====== MATERIAL FOR THE TASK

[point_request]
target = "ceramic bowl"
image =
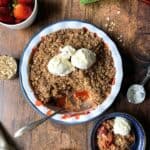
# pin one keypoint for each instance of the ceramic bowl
(26, 23)
(140, 138)
(70, 118)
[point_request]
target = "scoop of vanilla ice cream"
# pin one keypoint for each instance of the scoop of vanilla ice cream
(60, 66)
(121, 126)
(83, 58)
(67, 51)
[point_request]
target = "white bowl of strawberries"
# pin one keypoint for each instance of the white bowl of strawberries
(18, 14)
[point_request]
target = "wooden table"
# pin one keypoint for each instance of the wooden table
(127, 22)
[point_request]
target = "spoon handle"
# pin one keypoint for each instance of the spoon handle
(33, 125)
(147, 77)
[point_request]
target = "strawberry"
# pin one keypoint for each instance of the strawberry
(4, 11)
(4, 2)
(28, 2)
(7, 19)
(22, 11)
(18, 21)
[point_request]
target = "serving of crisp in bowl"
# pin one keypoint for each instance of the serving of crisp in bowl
(71, 60)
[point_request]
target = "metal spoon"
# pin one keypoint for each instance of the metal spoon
(34, 124)
(136, 92)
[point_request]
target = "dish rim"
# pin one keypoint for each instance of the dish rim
(137, 125)
(20, 74)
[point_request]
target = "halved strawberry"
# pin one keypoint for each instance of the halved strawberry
(25, 1)
(7, 19)
(4, 2)
(18, 21)
(22, 11)
(4, 11)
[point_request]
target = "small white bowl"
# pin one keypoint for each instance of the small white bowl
(26, 23)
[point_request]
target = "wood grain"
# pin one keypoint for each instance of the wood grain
(131, 23)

============

YOUR TASK> Every record above must reappear exactly in the answer, minus its pictures.

RESULT OF THE TASK>
[point_request]
target = "ceramic bowl"
image =
# pin one keypoint for each instance of the ceramic bowl
(26, 23)
(140, 138)
(70, 118)
[point_request]
target = "scoop of vanilla ice cream"
# pin one keypoint for each instance of the scoop of vanilla ice cream
(60, 66)
(121, 126)
(83, 58)
(67, 51)
[point_request]
target = "white bowl of strawberries"
# pin one keypoint for each instance of the white bowl of strawberries
(18, 14)
[point_request]
target = "wooden table"
# pin one keypoint for each instance of the wooden table
(127, 22)
[point_request]
target = "spoon handle"
# pin one keypoint for each instance of the spoon handle
(33, 125)
(147, 77)
[point_request]
target = "strawberry"
# pin one keypoint for each instance of the strawberry
(4, 11)
(4, 2)
(28, 2)
(7, 19)
(22, 11)
(18, 21)
[point_request]
target = "serving of crisp in bowl"
# pin one keypoint for each instance of the serving of crisp in bowl
(71, 60)
[point_request]
target = "metal spoon"
# pin one keypoint for each instance of the metal spoon
(34, 124)
(136, 92)
[point_request]
target = "dish rim"
# pin one keypoint for each instance of the dish rim
(137, 125)
(20, 74)
[point_request]
target = "halved strawberry"
# pin one keypoint for each instance of the halved strawberry
(25, 1)
(7, 19)
(4, 2)
(18, 21)
(22, 11)
(4, 11)
[point_request]
target = "small white bowl"
# pin one keypoint for each instance of the small white bowl
(26, 23)
[point_request]
target = "wood grain"
# pin one keypoint for each instance of the wood grain
(131, 23)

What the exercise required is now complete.